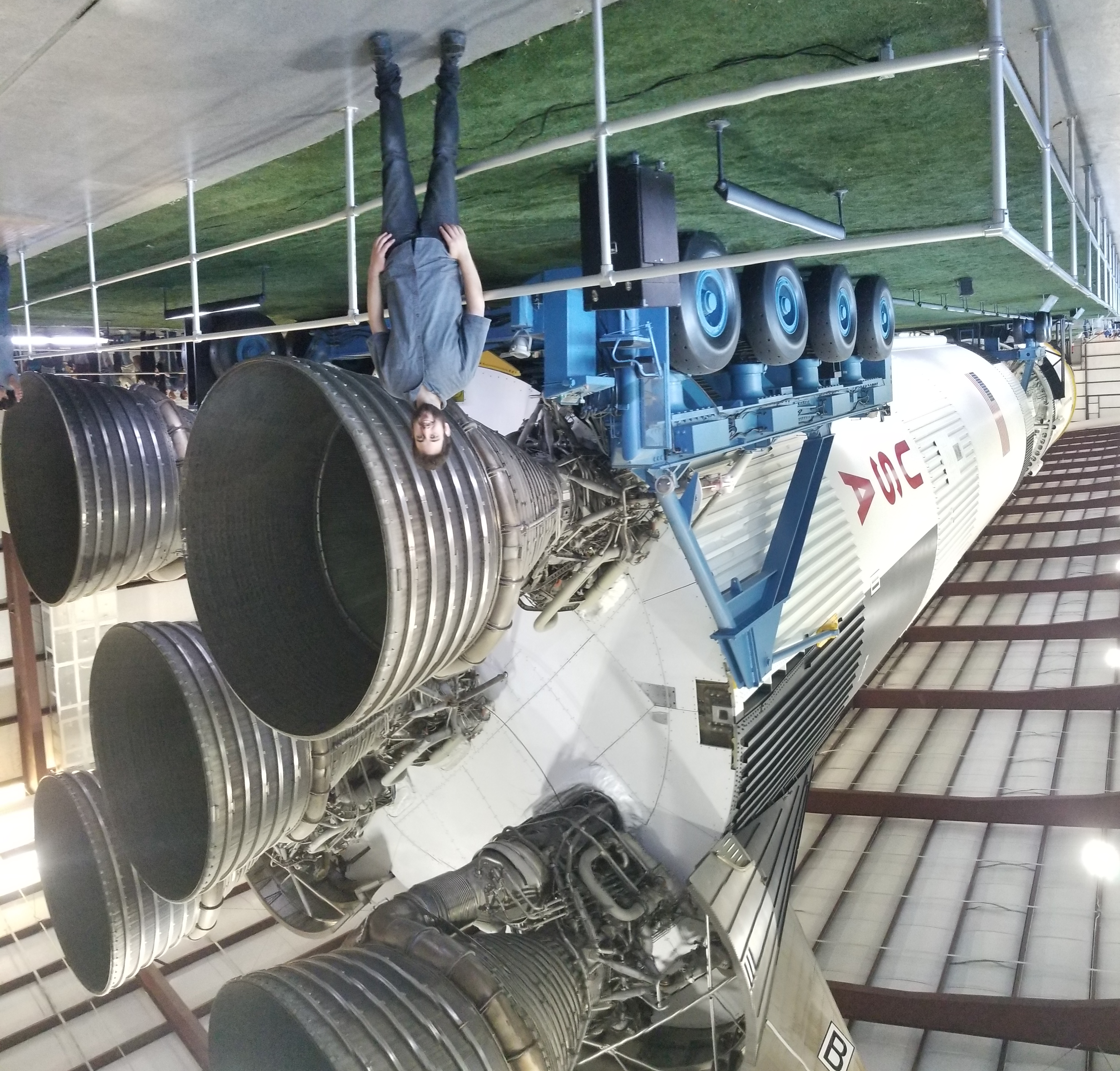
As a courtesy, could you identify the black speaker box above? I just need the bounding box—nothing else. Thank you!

══════════

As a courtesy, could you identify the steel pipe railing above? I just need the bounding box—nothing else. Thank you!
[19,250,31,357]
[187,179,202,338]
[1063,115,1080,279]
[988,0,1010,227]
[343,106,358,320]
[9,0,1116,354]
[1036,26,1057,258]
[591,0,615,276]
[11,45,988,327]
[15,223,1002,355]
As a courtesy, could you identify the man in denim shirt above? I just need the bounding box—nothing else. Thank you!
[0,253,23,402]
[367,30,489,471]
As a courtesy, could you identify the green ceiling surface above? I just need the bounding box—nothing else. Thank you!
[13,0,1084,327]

══════════

## REQUEST
Rewrite the entries from the line that contains "As a courtesy, could you identify the man" to the line that contains "[367,30,489,471]", swapping "denim shirt" for "plaid shirt" and leaving everything else as it is.

## SOLUTION FOR THIS EXERCISE
As a courtesy, could you identify the man in plaid shirt above? I just need the bounding box—nothing else. Thank you!
[0,253,23,402]
[367,30,489,471]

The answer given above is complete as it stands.